#### Set exercise
Please swap "integer pixel values" for "whole-number pixel values" in every one of the entries below, and keep everything else unchanged.

#### Raw records
· · · ·

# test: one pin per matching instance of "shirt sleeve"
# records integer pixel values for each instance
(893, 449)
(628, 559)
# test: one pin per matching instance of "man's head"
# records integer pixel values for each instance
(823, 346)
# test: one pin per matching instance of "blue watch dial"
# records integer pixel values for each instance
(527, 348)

· · · ·

#### Reply to the task
# test: one pin per matching instance of "shirt sleeve"
# records whole-number pixel values for each instance
(893, 449)
(628, 559)
# test: one pin per matching instance of "man's head"
# records whole-number pixel values for each instance
(823, 346)
# test: one pin per matching instance of "blue watch dial"
# records whole-number pixel values for each instance
(527, 348)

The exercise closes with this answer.